Collected data entries
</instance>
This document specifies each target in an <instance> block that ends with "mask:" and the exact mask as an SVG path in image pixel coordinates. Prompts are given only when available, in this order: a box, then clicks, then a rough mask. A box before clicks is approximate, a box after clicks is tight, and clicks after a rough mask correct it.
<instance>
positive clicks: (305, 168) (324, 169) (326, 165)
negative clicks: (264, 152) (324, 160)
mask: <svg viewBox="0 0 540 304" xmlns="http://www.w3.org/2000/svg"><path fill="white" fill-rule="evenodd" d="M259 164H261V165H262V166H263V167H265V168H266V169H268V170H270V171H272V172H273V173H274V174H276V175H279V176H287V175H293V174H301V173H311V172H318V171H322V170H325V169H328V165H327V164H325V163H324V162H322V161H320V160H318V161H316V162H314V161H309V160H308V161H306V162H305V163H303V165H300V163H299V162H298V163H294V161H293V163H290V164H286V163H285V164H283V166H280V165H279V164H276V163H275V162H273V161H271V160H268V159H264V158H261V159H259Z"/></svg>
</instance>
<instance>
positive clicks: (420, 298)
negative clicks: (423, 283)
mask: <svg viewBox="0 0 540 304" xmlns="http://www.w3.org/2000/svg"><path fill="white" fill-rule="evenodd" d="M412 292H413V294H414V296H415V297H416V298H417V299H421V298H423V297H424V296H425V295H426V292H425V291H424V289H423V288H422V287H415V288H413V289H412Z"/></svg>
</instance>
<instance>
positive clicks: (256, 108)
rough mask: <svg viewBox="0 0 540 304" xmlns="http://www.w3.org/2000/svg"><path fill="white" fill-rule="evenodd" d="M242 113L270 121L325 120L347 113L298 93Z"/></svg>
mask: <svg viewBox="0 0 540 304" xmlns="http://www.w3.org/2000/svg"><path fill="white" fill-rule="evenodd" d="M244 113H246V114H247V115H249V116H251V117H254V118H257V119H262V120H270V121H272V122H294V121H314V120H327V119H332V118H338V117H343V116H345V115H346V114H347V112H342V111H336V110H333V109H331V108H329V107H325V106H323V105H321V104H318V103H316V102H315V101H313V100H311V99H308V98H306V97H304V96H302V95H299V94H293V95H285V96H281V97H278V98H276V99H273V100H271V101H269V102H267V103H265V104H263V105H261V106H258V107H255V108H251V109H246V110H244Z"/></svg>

--

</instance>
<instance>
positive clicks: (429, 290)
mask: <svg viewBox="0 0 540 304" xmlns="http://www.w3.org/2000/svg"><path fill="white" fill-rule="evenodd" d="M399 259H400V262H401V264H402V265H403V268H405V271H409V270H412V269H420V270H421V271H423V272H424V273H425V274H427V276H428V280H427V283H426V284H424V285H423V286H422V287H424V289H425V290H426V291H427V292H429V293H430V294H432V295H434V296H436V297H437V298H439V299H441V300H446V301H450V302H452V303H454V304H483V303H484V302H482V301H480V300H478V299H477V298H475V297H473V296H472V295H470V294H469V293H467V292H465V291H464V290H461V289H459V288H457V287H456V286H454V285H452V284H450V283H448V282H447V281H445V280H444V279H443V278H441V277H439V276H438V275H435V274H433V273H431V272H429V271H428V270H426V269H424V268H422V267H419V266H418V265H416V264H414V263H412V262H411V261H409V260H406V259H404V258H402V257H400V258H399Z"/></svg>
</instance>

__Work to complete__. Which lines in the data contain the string "negative"? Return each of them in full.

__Response to this task__.
negative clicks: (264, 152) (324, 160)
negative clicks: (423, 283)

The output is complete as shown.